[作業指示 A]:
提示文に出てくるアルファベットの語句を、重なりなくすべて挙げてください。
[作業指示 B]:
SPFについての文章の最後の文を引き継いで、続きを書いてください。

[提示文]:
#####

企業のドメインを偽装した「なりすましメール」による犯罪が、世界中で発生しています。たとえば取引先のドメインを装った偽の送金指示メールに従ってお金を振り込んでしまった例など、「ビジネスメール」詐欺の被害報告も少なくありません。

そんななか、なりすましメールを予防するために使われている代表的な技術の1つが、DNSを使ったSPFという技術です。昨今ではSPFレコードを登録していないことで、自社から送信したメールが迷惑メールと判定されてしまうこともあります。メールを安全に利用するためにも、SPFは覚えておきたい技術です。

この記事ではSPFやSPFレコードは何かといった基本から、SPFレコードの正しい書き方まで詳しく解説しています。

「なりすましメール」を防ぐSPFレコードとは?

SPFレコードの活躍""


SPF(= Sender Policy Framework)とは、メールの送信元(Sender)ドメインが詐称されていないことを証明するための技術です。SPFレコードを正しく記載することによって、自社から送信したメールが、ドメインを詐称した迷惑メールではないことを相手に分かってもらえます。さらにSPFレコードに記載された内容と、送信メールの情報に差異がある場合は、そのメールがなりすましメールの可能性があると判定することもできます。

#####

[データ部]:

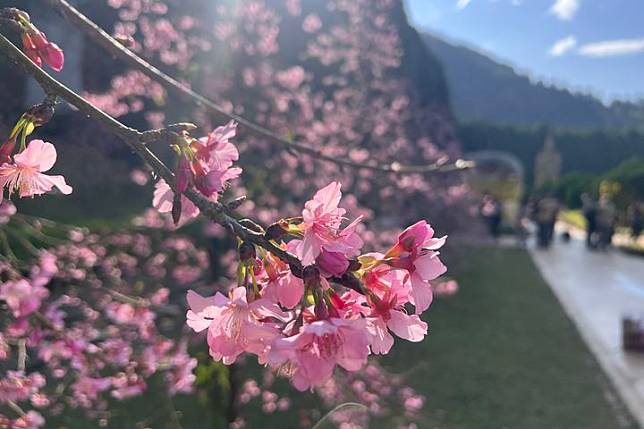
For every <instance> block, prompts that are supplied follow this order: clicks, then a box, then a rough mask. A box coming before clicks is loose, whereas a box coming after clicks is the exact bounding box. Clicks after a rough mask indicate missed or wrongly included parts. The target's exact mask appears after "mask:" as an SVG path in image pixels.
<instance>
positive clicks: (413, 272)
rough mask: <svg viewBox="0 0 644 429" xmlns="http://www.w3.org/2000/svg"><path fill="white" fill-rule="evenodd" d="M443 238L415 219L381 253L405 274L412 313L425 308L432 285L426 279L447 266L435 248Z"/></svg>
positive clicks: (428, 227)
mask: <svg viewBox="0 0 644 429" xmlns="http://www.w3.org/2000/svg"><path fill="white" fill-rule="evenodd" d="M445 240H446V237H441V238H435V237H434V230H433V229H432V227H431V226H429V224H428V223H427V222H426V221H424V220H423V221H419V222H417V223H415V224H414V225H412V226H410V227H408V228H407V229H405V231H403V232H402V233H401V234H400V235H399V236H398V242H397V243H396V245H395V246H394V247H392V248H391V249H390V250H389V251H388V252H387V254H386V255H385V256H384V258H385V260H387V261H388V262H387V263H388V264H389V265H391V266H393V267H395V268H399V269H404V270H406V271H407V272H408V273H409V276H410V282H411V294H410V295H411V302H412V304H414V306H415V307H416V314H420V313H422V312H423V311H425V310H427V308H429V306H430V304H431V302H432V288H431V285H430V284H429V282H430V281H431V280H434V279H435V278H437V277H439V276H440V275H442V274H444V273H445V271H447V268H446V267H445V265H443V263H442V262H441V260H440V259H439V253H438V252H437V251H436V250H437V249H439V248H440V247H442V246H443V244H444V243H445Z"/></svg>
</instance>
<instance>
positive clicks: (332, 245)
mask: <svg viewBox="0 0 644 429" xmlns="http://www.w3.org/2000/svg"><path fill="white" fill-rule="evenodd" d="M341 187H342V185H341V184H340V183H339V182H331V183H330V184H329V185H327V186H325V187H324V188H322V189H320V190H319V191H317V192H316V193H315V195H314V196H313V199H312V200H309V201H307V202H306V204H305V205H304V210H303V211H302V217H303V222H302V224H301V225H300V228H301V230H302V231H303V235H304V236H303V238H302V241H301V242H299V243H298V245H297V247H296V249H295V254H296V255H297V256H298V257H299V258H300V260H301V261H302V264H303V265H305V266H306V265H311V264H313V263H314V262H315V259H316V258H317V257H318V256H319V255H320V253H321V252H322V249H323V248H324V249H326V250H328V251H330V252H342V253H345V254H347V255H348V256H352V255H354V254H356V253H357V251H358V250H359V248H360V247H361V246H362V240H361V239H360V238H359V237H358V235H357V234H356V233H355V228H356V226H357V224H358V223H359V222H360V218H358V219H356V220H355V221H354V222H352V223H351V224H350V225H349V226H347V227H346V228H345V229H344V230H342V231H341V232H339V229H340V224H341V223H342V219H343V216H344V214H345V212H346V211H345V210H344V209H343V208H340V207H338V204H339V203H340V198H341V197H342V192H341V191H340V188H341Z"/></svg>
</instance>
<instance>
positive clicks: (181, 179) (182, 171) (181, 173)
mask: <svg viewBox="0 0 644 429" xmlns="http://www.w3.org/2000/svg"><path fill="white" fill-rule="evenodd" d="M175 174H176V183H175V185H176V187H177V189H176V191H177V193H178V194H182V193H184V192H185V191H186V189H188V185H189V184H190V179H192V170H191V169H190V161H188V159H187V158H185V157H181V158H179V162H178V163H177V170H176V173H175Z"/></svg>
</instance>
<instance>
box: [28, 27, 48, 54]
mask: <svg viewBox="0 0 644 429" xmlns="http://www.w3.org/2000/svg"><path fill="white" fill-rule="evenodd" d="M30 37H31V40H33V42H34V46H35V47H36V49H37V50H39V51H40V50H45V49H46V48H47V45H49V40H47V38H46V37H45V35H44V34H43V33H41V32H40V31H33V32H31V34H30Z"/></svg>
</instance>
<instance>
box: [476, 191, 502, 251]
mask: <svg viewBox="0 0 644 429" xmlns="http://www.w3.org/2000/svg"><path fill="white" fill-rule="evenodd" d="M479 212H480V214H481V217H482V218H483V219H484V220H485V223H486V224H487V226H488V230H489V232H490V235H491V236H492V238H494V239H495V240H496V239H498V238H499V235H500V232H501V203H500V201H499V200H497V199H496V198H494V197H493V196H492V195H490V194H487V193H486V194H485V195H483V199H482V200H481V205H480V207H479Z"/></svg>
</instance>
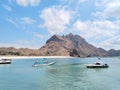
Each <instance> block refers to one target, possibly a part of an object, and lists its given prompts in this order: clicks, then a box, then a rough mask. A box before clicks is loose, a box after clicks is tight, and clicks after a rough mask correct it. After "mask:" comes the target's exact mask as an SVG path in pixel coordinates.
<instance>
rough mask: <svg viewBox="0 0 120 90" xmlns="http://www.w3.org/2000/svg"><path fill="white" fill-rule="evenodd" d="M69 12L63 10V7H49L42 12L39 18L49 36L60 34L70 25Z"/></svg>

#####

[出力 A]:
- SPF
- DNS
- Sender Policy Framework
- Sender

[出力 B]:
そもそも、なぜメールのなりすましが発生するのか?

それでは、そもそもなぜ送信元のドメインをなりすました迷惑メールを送ることができてしまうのでしょうか。その理由は、メールに記載される送信元メールアドレスが1種類ではないことにあります。
まず、メールソフトのFrom欄に記載される送信元メールアドレスのことを「ヘッダFrom」と呼び、これは郵便にたとえると便せんに書かれた差出人名に該当します。たいして、もう1つの送信元メールアドレスが「エンベロープFrom」です。

SPFレコードによって「なりすましメール」を防げる理由

SPFレコードとは、そのドメインを送信元としたメールを配送する、正当なメールサーバーの情報(IPアドレス等)をまとめたDNSレコードのことです。

送信先のメールサーバーは、メールが配送されてきたときにSPFレコードを照合します。そうしてメールの送信元(通常、エンベロープFrom)に指定されたドメインとSPFレコードの情報と整合性がとれなければ、なりすましメールである(または、可能性がある)と判断するわけです。

SPFレコードがないと「なりすましメール」と判定されてしまう理由

メールサーバーによっては、SPFレコードが存在しないドメインのメールを「なりすましメールの可能性がある」と判断することがあります。そうして、そのメールが迷惑メールと判定されてしまうために相手に届かないことがあるわけです。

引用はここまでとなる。